Publié le 23 mar 2004Lecture 6 min
L'infarctus en 1975... et 25 ans plus tard
M. BERTRAND, CHU de Lille
M. D. Julien, âgé de 62 ans, fumeur et légèrement « enveloppé » est hospitalisé le mardi 11 février 1975 vers 10 heures pour douleurs thoraciques violentes... Le même malade en l’an 2000.
En février 1975
En fait, l’histoire a démarré dans la nuit de lundi à mardi vers 3 heures du matin...
Mardi 03 h 00
Monsieur D. a ressenti une vague douleur épigastrique accompagné de nausées. Il avait mangé la veille un steak aux champignons. Il pense que ses troubles actuels sont liés à une indigestion. Il effectue quelques tentatives infructueuses de vomissements, prend du Normogastryl® qu’il avait dans l’armoire à pharmacie et se recouche. Toutefois, la gêne épigastrique ne disparaît pas, devient même plus importante et s’étend à la face antérieure du thorax. Il présente des sudations et commence à s’inquiéter. Mais il n’est que 6 heures du matin et ne veut pas déranger son médecin traitant qu’il sait débordé en cette période de grippe.
Mardi 07 h 30
Il parvient à somnoler, mais, vers 7 h 30, la douleur reprend, plus intense, pratiquement uniquement thoracique avec de nouveau des nausées, une discrète gêne respiratoire et des sueurs. Son épouse et lui-même commencent à s’inquiéter et, finalement, vers 8 h 00 appellent le médecin. Malheureusement, celui-ci, surchargé de travail, est déjà parti et a commencé ses visites. L’épouse du médecin promet de le joindre au plus vite car elle laissera un message chez un patient qu’il doit visiter.

━━━━━━━━━━━━━━━━━━━━━━━━━━━━━━

Travail à faire =
**A.** Dans le récit sur l'infarctus, quel médicament M. D. prend-il dans l'armoire à pharmacie avant de se recoucher ?
**B.** Prolongez le récit sur l'infarctus en reprenant après sa dernière phrase.
Le matériel présenté ensuite n'a aucun lien avec le récit sur l'infarctus.

━━━━━━━━━━━━━━━━━━━━━━━━━━━━━━

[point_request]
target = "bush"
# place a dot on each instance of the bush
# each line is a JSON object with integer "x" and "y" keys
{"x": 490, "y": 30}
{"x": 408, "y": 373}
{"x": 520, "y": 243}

━━━━━━━━━━━━━━━━━━━━━━━━━━━━━━

Corrigé =
**A.** Du Normogastryl®.

**B.**
C’est de ce domicile que le médecin appelle : devant l’anxiété du patient et de la famille, et percevant qu’il s’agit d’une véritable urgence, il demande que l’ambulancier du village passe chercher Monsieur D. pour le conduire à l’hôpital, distant de 24 km.
Mardi 09 h 20
L’ambulancier, prend en charge Monsieur D. vers 9 h 20 : il le trouve très affecté, un peu pâle avec des sueurs abondantes. Il continue à souffrir. L’ambulancier lui met un masque et insuffle un peu d’oxygène pendant le transport.
Mardi 10 h 45
Monsieur D. arrive vers 10 h 45 à l’hôpital. Il est vu à la consultation. Le médecin note un cœur rapide, à 110/min, la TA est à 90/60, les bruits du cœur sont sourds avec une ébauche de bruit de galop. Pas d’hépatomégalie, pas d’œdème des MI, pas de signes de phlébothrombose.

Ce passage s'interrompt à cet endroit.